___ Selection

Reworking MT3608 Boost Converters For Lower Idle Current Draw

The MT3608 is a popular boost converter, able to easily step up DC voltages in useful ranges, at an incredibly low cost. Modules can be sourced from eBay for less than $2, built on a PCB, ready to go. One drawback of these modules, particularly when working with batteries, is the idle current draw, on the order of 1 to 1.5mA. Fear not, however — there is a workaround, courtesy of [Aka Kasyan]. (Video, embedded below.)

The trick is to modify the behavior of the converter when no load is connected. The enable pin of the boost converter is held low through a pull-down resistor, keeping the boost converter switched off. In this state, the output voltage is equal to the input voltage. A current sense resistor is then installed in the output path. When a load is connected, this causes a voltage drop across the current sense resistor. This is then used to switch a transistor, which then connects the enable pin to the positive rail, switching the converter on, leading to the full boosted output voltage being reached.

[Aya] reports that this drastically cuts the idle current draw, which is particularly useful for battery powered projects. It’s important to note that the current sense resistor must be appropriately sized for the given load, however. If you’re a little hazy on the background, fear not — we’ve discussed the nature of boost converters before. Video after the break.

______

§ **What is required**: Can you extend the write-up on cutting the MT3608 boost converter's idle current, picking up right after its final sentence?

___ Data excerpts

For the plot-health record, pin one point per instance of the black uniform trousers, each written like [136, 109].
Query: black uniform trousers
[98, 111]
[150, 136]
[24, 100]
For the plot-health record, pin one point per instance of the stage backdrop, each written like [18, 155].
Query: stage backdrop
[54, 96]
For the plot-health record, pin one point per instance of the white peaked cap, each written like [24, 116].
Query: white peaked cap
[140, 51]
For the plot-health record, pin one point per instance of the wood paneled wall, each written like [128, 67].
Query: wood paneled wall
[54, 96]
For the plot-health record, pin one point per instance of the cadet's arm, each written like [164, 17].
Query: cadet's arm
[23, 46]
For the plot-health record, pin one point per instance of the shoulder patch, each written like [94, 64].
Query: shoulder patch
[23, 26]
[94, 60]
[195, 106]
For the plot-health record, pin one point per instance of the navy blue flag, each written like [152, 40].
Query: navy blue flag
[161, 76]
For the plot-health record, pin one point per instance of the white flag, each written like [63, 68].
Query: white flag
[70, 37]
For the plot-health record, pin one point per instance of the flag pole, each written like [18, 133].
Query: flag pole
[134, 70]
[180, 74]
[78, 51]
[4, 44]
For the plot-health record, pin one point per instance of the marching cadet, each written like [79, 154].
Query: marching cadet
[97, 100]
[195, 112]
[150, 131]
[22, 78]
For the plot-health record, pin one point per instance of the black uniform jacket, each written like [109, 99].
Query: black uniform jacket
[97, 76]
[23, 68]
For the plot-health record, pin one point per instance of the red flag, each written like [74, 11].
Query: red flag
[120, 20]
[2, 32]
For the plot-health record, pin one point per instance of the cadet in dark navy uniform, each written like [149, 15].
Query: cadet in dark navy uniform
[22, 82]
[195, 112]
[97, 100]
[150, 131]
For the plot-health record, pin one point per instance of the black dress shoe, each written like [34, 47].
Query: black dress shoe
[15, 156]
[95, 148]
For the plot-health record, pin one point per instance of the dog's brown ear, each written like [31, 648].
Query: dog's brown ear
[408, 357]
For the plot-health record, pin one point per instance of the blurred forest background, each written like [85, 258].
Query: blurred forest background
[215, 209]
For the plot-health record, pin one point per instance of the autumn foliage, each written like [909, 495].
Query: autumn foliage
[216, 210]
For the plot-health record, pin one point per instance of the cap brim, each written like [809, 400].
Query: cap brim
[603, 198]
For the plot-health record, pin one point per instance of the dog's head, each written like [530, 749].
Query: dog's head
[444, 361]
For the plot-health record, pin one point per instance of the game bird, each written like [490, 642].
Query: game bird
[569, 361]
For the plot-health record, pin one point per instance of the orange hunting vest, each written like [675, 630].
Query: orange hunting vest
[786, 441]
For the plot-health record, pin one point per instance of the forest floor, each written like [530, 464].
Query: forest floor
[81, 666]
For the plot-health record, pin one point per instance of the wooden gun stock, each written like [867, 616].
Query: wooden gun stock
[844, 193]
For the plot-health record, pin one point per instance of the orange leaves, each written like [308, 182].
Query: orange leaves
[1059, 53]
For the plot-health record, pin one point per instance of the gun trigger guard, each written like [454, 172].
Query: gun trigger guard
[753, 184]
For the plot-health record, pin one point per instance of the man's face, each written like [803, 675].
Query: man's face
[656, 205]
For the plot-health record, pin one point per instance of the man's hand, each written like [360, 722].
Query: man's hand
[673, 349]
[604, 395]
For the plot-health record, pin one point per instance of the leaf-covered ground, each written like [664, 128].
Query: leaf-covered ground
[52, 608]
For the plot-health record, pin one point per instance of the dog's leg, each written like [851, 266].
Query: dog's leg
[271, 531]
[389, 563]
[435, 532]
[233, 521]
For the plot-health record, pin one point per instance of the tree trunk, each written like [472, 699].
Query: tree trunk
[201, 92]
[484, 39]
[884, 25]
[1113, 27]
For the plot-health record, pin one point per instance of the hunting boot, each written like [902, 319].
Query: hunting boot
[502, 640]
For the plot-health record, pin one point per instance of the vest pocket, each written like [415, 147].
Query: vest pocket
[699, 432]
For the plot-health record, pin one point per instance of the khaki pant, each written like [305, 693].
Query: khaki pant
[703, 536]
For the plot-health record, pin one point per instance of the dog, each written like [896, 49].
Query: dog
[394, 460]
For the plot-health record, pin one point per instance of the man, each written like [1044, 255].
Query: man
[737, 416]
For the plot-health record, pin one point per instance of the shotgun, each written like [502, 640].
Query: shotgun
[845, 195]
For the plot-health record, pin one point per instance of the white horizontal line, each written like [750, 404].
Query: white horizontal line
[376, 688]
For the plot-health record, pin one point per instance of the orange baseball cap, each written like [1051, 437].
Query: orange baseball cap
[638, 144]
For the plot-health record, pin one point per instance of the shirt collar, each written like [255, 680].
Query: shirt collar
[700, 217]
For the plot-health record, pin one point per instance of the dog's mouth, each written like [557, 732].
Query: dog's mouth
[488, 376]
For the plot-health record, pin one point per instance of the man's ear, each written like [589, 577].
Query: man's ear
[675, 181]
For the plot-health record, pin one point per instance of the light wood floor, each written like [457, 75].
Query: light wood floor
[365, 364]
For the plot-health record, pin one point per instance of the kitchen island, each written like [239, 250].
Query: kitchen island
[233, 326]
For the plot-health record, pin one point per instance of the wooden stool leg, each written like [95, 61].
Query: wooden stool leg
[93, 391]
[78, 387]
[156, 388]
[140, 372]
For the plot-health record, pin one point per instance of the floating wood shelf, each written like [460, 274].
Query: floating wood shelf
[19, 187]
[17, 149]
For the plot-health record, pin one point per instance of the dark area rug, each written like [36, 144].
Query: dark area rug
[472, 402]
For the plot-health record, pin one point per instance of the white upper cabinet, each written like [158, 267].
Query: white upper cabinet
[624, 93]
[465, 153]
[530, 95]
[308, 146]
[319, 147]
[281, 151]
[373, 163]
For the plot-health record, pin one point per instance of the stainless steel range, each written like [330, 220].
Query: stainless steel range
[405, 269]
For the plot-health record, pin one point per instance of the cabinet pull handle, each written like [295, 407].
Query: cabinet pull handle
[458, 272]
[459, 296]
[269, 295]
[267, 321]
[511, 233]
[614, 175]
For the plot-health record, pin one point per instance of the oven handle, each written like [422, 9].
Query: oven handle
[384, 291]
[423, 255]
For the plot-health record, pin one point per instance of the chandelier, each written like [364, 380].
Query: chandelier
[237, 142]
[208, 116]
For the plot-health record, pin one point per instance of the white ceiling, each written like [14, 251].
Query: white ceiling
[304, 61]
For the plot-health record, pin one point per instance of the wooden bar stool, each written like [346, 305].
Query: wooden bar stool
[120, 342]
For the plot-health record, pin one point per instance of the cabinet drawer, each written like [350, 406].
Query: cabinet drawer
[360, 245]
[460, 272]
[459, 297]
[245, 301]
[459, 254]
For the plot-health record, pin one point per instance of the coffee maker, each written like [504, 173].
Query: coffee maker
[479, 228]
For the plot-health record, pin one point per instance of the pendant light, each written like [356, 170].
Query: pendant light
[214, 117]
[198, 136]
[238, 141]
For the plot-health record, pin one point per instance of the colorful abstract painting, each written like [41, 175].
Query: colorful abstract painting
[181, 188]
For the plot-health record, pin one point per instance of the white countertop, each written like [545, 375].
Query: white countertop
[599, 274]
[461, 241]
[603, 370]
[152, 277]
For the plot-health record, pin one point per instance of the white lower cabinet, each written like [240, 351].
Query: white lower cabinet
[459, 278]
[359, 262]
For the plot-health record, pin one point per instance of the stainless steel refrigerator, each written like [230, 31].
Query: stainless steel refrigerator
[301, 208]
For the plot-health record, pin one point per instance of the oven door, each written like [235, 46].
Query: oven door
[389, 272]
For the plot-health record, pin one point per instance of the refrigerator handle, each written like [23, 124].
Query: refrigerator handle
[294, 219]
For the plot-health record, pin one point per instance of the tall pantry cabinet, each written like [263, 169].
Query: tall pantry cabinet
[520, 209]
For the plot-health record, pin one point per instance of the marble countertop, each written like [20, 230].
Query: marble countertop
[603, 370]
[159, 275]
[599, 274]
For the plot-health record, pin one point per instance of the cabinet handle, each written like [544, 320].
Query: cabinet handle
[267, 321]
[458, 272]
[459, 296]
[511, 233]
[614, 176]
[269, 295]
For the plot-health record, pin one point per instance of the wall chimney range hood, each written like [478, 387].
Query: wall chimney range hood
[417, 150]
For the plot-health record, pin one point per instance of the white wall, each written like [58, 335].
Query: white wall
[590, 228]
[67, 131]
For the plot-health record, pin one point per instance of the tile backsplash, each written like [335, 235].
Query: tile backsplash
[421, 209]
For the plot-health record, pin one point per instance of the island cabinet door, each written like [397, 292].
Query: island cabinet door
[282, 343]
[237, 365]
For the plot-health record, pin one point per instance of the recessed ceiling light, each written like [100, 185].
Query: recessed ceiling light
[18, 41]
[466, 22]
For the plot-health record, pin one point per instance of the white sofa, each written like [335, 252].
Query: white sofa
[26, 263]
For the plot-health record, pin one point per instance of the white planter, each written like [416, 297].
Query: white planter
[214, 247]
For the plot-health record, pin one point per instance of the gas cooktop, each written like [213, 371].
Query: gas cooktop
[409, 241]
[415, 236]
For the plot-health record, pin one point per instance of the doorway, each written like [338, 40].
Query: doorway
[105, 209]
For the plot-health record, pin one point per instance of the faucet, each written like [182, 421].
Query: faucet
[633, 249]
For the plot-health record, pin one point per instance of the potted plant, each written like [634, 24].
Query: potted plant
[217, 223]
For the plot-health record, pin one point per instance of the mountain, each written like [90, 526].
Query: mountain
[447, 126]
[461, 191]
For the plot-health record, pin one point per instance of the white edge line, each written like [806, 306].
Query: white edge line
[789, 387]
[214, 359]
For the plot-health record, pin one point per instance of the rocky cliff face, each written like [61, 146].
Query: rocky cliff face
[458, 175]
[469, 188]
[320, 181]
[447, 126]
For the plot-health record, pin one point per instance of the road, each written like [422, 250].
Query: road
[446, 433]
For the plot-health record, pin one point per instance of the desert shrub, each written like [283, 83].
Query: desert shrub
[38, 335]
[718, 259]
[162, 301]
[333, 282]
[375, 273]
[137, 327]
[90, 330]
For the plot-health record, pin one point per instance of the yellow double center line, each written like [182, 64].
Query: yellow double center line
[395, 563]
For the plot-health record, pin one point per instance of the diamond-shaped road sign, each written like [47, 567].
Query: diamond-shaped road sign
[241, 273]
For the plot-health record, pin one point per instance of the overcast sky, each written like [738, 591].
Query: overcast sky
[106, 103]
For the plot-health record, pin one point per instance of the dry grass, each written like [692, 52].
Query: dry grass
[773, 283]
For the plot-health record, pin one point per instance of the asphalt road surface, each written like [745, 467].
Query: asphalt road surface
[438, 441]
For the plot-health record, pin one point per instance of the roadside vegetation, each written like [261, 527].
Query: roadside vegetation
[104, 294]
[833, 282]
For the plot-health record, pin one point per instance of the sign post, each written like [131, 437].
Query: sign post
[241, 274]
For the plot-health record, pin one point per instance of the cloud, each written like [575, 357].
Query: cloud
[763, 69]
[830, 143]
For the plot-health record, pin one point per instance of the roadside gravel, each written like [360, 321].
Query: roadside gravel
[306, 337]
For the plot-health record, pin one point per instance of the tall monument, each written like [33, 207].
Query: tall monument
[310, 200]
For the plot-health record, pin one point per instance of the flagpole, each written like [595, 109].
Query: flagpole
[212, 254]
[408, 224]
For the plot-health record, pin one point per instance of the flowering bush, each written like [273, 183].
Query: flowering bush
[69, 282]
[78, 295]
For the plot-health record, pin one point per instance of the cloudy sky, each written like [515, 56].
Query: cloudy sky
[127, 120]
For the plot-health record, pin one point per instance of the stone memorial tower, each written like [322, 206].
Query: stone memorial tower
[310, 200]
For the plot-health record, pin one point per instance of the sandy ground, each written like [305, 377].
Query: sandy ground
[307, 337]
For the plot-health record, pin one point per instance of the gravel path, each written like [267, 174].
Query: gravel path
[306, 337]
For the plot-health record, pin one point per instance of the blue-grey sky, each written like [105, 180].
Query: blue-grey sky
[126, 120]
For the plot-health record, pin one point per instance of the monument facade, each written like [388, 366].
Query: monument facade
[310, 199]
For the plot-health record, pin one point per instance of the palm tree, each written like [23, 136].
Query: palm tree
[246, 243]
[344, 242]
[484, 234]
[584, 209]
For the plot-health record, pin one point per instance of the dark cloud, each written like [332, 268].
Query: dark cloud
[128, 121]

______

§ **Response to the task**:
[Thanks to Baldpower for the tip!]

 

31 thoughts on “Reworking MT3608 Boost Converters For Lower Idle Current Draw

      1. If you read HAD on a phone using a slow mobile data network, and on a limited data plan, eg on a train or in a coffee shop or cafe, you do not want to go starting videos. And of you live in a rural location with almost unusably slow broadband, you do not want to go starting videos.

  1. It would have been nice to have a picture of the schematic embedded within the article, that makes discussing it much easier.

    Nice touch, a limitation: as mentioned, it introduces a voltage drop of 0.65 V (or so). This voltage drop is current dependent, so you can’t really regulate this away easily using the variable resistor.

    There is a thing you can do to improve this:
    ( have a look at the schematic here: https://www.sunrom.com/media/content/1118/MT3608-schematic.gif or here:
    https://youtu.be/zJJcdptSH80?t=186)

    1) still use a resistor between the output terminal and the load, but instead of connecting the emitter of the transistor to the output, connect it at the terminal between the coil and the diode. This has the effect that the voltage drop of the diode also helps in getting tot the 0.6V required to turn on the transistor. Depending on load, the forward voltage of the diode is 0.2 V and higher (https://www.onsemi.com/pub/Collateral/SS39-D.PDF, figure 3)
    So the external resistor only needs to add 0.4V or so, which is less what it was before.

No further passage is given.